→ **Task instructions**
In the book description below, who helps Awley O'Hay and his team escape the mob?

→ **Extract provided**
The cast members include Janet, an American teen whose grandfather serves as the U.S. Ambassador to Ireland; Liam, an Irish teen whose father is the King of Ireland; and, members of Ireland’s unpredictable fairy clans. It’s the leprechauns who shake things up in A Pot of Glimmer, a rollicking ride spanning centuries.
Here’s the Blurb (an Excerpt follows):
A leprechaun’s feud with a Viking ghoul puts Liam and Janet in deadly danger…
Ireland - January 1014 Fledgling leprechaun Awley O’Hay leads a raid on a Dublin mint. The mission:steal a shipment of coins to aid the High King, Brian Boru, in his war against the Vikings. Awley and his team plan the heist with commando precision, but they hit a glitch and only escape a bloodthirsty mob with the help of Hazel, the uncommon sister of one of the leprechauns. Yet the money master’s vengeful ghost troubles Awley for centuries. So do Awley’s forbidden feelings for Hazel.
Ireland - July 2015 Janet Gleason has had her fill of fairies. They’ve not only plagued the American teen since she arrived in Dublin, they’ve also hindered her romance with her gallant friend, Prince Liam Boru. When Janet’s grandfather, the U.S. Ambassador to Ireland, throws a Fourth of July celebration, Liam reluctantly attends with the rest of the royal family.

→ **Dataset entries**
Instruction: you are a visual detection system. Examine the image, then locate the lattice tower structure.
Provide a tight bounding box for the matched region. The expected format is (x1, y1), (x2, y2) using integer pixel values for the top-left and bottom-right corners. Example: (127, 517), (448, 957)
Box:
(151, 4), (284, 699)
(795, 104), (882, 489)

→ **Complete output**
Hazel, the uncommon sister of one of the leprechauns.